◆ What you should do ◆
Pick out every line in the data below that contains the word "race", and copy each of those lines.

◆ Supplied material ◆

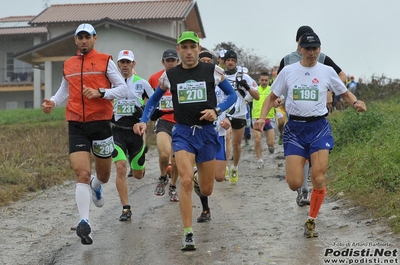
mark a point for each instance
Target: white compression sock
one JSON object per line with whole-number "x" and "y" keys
{"x": 96, "y": 183}
{"x": 82, "y": 196}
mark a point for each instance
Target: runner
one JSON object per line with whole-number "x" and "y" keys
{"x": 246, "y": 88}
{"x": 303, "y": 193}
{"x": 307, "y": 134}
{"x": 194, "y": 139}
{"x": 127, "y": 112}
{"x": 163, "y": 128}
{"x": 264, "y": 89}
{"x": 221, "y": 126}
{"x": 87, "y": 82}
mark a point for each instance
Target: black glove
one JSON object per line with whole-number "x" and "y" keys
{"x": 243, "y": 84}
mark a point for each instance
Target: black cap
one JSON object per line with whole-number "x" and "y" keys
{"x": 170, "y": 54}
{"x": 302, "y": 30}
{"x": 309, "y": 40}
{"x": 230, "y": 54}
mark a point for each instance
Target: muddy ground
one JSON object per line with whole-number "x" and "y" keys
{"x": 254, "y": 222}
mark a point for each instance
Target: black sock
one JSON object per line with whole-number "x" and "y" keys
{"x": 204, "y": 203}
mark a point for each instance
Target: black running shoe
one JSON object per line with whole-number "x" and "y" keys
{"x": 83, "y": 230}
{"x": 188, "y": 242}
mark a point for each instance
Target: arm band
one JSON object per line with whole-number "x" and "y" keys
{"x": 151, "y": 104}
{"x": 231, "y": 96}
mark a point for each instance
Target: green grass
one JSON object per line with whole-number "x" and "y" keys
{"x": 365, "y": 163}
{"x": 19, "y": 116}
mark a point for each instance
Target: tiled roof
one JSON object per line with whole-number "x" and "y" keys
{"x": 23, "y": 30}
{"x": 16, "y": 19}
{"x": 135, "y": 10}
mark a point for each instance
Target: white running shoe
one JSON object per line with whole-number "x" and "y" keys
{"x": 260, "y": 163}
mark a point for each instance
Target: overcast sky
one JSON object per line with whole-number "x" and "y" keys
{"x": 359, "y": 35}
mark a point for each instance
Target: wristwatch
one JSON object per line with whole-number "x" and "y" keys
{"x": 102, "y": 92}
{"x": 218, "y": 111}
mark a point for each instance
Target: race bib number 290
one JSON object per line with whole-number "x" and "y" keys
{"x": 192, "y": 92}
{"x": 103, "y": 148}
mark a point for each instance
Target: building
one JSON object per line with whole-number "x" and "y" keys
{"x": 33, "y": 48}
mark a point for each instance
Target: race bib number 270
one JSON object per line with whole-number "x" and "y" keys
{"x": 192, "y": 92}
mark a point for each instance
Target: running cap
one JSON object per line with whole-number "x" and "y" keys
{"x": 85, "y": 28}
{"x": 188, "y": 35}
{"x": 230, "y": 54}
{"x": 309, "y": 40}
{"x": 302, "y": 30}
{"x": 222, "y": 53}
{"x": 127, "y": 55}
{"x": 206, "y": 54}
{"x": 170, "y": 54}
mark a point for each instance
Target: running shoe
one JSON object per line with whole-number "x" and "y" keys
{"x": 204, "y": 217}
{"x": 260, "y": 163}
{"x": 83, "y": 230}
{"x": 126, "y": 215}
{"x": 169, "y": 170}
{"x": 97, "y": 195}
{"x": 160, "y": 188}
{"x": 302, "y": 197}
{"x": 188, "y": 242}
{"x": 173, "y": 195}
{"x": 309, "y": 229}
{"x": 271, "y": 149}
{"x": 227, "y": 173}
{"x": 196, "y": 186}
{"x": 233, "y": 176}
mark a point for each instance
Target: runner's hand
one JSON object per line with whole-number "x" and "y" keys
{"x": 140, "y": 128}
{"x": 47, "y": 106}
{"x": 259, "y": 125}
{"x": 244, "y": 84}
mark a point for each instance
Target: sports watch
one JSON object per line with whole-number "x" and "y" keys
{"x": 102, "y": 92}
{"x": 218, "y": 111}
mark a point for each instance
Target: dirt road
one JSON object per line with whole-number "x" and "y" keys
{"x": 254, "y": 222}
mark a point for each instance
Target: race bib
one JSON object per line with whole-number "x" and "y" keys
{"x": 103, "y": 148}
{"x": 126, "y": 106}
{"x": 308, "y": 94}
{"x": 192, "y": 92}
{"x": 166, "y": 103}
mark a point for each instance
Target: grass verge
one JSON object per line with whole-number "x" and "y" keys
{"x": 365, "y": 163}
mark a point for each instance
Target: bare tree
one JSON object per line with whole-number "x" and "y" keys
{"x": 247, "y": 58}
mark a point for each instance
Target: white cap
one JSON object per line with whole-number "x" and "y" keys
{"x": 126, "y": 54}
{"x": 86, "y": 28}
{"x": 222, "y": 53}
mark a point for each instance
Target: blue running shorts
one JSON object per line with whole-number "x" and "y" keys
{"x": 305, "y": 138}
{"x": 199, "y": 140}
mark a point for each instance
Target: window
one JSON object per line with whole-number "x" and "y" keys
{"x": 18, "y": 71}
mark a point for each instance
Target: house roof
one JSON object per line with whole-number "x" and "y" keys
{"x": 62, "y": 47}
{"x": 16, "y": 25}
{"x": 16, "y": 19}
{"x": 123, "y": 11}
{"x": 22, "y": 30}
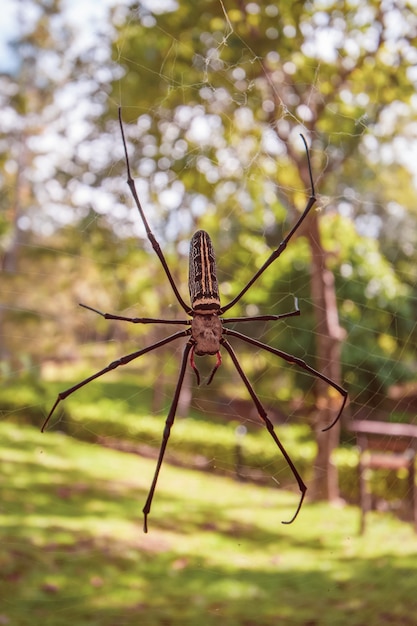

◆ Exercise solution ◆
Target: race bib number 290
Target: race bib number 270
Target: race bib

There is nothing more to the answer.